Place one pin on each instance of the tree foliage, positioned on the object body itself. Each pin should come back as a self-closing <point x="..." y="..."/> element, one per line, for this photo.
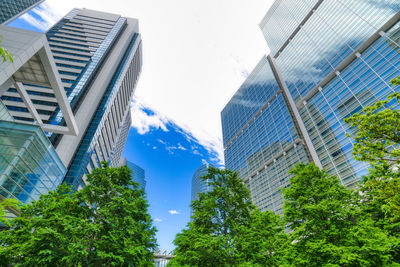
<point x="377" y="142"/>
<point x="4" y="54"/>
<point x="104" y="224"/>
<point x="225" y="227"/>
<point x="328" y="227"/>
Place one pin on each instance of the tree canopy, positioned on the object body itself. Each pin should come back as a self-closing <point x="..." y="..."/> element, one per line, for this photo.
<point x="106" y="223"/>
<point x="328" y="227"/>
<point x="227" y="229"/>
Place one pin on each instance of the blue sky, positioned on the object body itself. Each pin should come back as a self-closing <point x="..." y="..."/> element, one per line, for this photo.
<point x="190" y="72"/>
<point x="170" y="156"/>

● **What is expected**:
Reproduce every line of the data above verbatim, leaving out the pictures.

● **Exercise answer**:
Place one pin on each instance of the tree foliage, positioned on the object body itself. Each pin should come back as a self-closing <point x="..." y="..."/> element, one per line, for this photo.
<point x="377" y="142"/>
<point x="4" y="54"/>
<point x="104" y="224"/>
<point x="225" y="227"/>
<point x="328" y="227"/>
Place one pin on each instance of the tree canopy, positioned on the object body itself. Each pin should come back as a self-closing <point x="..." y="..."/> element, one per line, for this photo.
<point x="106" y="223"/>
<point x="328" y="227"/>
<point x="227" y="229"/>
Place one pin on each instance of the blue sky, positioned on the object body itself. Each pin should come back as a self-closing <point x="..." y="..."/> element, one per line, for this photo.
<point x="190" y="72"/>
<point x="170" y="156"/>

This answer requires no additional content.